▶ Requirement: Produce the listing below again, exactly as shown.

▶ Source records:
* Begin *

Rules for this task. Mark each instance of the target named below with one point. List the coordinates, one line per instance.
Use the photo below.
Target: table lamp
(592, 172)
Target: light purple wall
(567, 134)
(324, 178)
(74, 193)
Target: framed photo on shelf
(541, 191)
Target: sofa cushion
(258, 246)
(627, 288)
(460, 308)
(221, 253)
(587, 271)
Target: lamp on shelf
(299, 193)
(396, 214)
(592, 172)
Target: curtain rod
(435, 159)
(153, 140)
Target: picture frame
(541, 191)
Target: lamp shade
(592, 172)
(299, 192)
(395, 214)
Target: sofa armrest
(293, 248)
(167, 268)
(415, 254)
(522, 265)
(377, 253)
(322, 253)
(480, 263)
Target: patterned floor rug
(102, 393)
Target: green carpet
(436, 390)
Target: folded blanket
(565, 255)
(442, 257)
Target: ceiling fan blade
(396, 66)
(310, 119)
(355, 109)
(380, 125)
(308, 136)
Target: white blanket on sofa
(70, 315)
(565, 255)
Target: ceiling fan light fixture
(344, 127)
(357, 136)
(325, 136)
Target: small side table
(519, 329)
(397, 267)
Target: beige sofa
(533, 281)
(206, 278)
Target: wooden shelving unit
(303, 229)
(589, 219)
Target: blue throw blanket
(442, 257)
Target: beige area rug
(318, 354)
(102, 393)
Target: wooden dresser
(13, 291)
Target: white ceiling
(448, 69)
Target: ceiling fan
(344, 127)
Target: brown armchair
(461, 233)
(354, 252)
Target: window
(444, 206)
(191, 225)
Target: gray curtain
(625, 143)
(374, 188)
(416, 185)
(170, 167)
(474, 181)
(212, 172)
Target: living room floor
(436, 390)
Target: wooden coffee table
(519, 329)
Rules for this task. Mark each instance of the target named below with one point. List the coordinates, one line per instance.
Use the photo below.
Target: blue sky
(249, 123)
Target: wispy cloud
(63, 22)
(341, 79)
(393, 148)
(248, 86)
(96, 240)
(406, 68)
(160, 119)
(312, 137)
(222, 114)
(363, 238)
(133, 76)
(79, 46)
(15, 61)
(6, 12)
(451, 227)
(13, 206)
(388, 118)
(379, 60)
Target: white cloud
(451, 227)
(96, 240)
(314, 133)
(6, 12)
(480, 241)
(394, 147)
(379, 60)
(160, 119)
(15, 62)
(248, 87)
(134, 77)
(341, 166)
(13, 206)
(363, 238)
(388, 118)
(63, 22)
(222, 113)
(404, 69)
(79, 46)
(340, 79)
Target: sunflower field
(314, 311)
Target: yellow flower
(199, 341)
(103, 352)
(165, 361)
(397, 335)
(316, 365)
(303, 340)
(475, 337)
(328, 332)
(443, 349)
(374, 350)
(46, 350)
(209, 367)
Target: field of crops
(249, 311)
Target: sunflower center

* End *

▶ Solution below:
Rules for this task. Mark each instance of the target named below with one point. List the coordinates, one line per instance.
Use the photo below.
Target: table lamp
(592, 172)
Target: light purple wall
(567, 134)
(324, 178)
(74, 193)
Target: framed photo on shelf
(541, 191)
Target: sofa cushion
(258, 246)
(627, 288)
(460, 308)
(221, 253)
(587, 271)
Target: lamp on shelf
(299, 193)
(396, 214)
(592, 172)
Target: curtain rod
(435, 159)
(153, 140)
Target: picture frame
(541, 191)
Target: lamp shade
(592, 172)
(299, 192)
(395, 214)
Target: sofa armrest
(293, 248)
(167, 268)
(415, 254)
(522, 265)
(377, 253)
(322, 253)
(480, 263)
Target: patterned floor rug
(102, 393)
Target: green carpet
(436, 390)
Target: folded blanket
(565, 255)
(442, 257)
Target: ceiling fan blade
(396, 66)
(310, 119)
(355, 109)
(380, 125)
(308, 136)
Target: white blanket on sofa
(70, 315)
(565, 255)
Target: ceiling fan light fixture
(344, 127)
(357, 136)
(325, 136)
Target: small side table
(519, 329)
(397, 267)
Target: beige sofa
(533, 281)
(206, 278)
Target: wooden shelving unit
(303, 229)
(589, 219)
Target: blue throw blanket
(442, 257)
Target: beige area rug
(318, 354)
(102, 393)
Target: wooden dresser
(13, 291)
Target: white ceiling
(448, 69)
Target: ceiling fan
(344, 127)
Target: brown armchair
(461, 233)
(354, 252)
Target: window
(444, 206)
(191, 225)
Target: gray curtain
(625, 143)
(374, 188)
(416, 185)
(170, 167)
(474, 181)
(212, 172)
Target: living room floor
(436, 390)
Target: wooden coffee table
(519, 329)
Rules for this task. Mark each instance of the target named below with one point. List the coordinates, one line per instance.
Use the photo below.
Target: blue sky
(249, 123)
Target: wispy cloud
(63, 22)
(341, 79)
(393, 148)
(248, 86)
(96, 240)
(406, 68)
(160, 119)
(312, 137)
(222, 114)
(363, 238)
(133, 76)
(79, 46)
(15, 61)
(6, 12)
(451, 227)
(13, 206)
(388, 118)
(379, 60)
Target: white cloud
(451, 227)
(96, 240)
(314, 133)
(6, 12)
(480, 241)
(394, 147)
(379, 60)
(160, 119)
(15, 62)
(248, 87)
(134, 77)
(341, 166)
(13, 206)
(363, 238)
(388, 118)
(63, 22)
(222, 113)
(404, 69)
(79, 46)
(340, 79)
Target: sunflower field
(314, 311)
Target: yellow flower
(199, 341)
(103, 352)
(165, 361)
(397, 335)
(316, 365)
(303, 340)
(475, 337)
(328, 332)
(443, 349)
(374, 350)
(46, 350)
(209, 367)
Target: field of crops
(249, 311)
Target: sunflower center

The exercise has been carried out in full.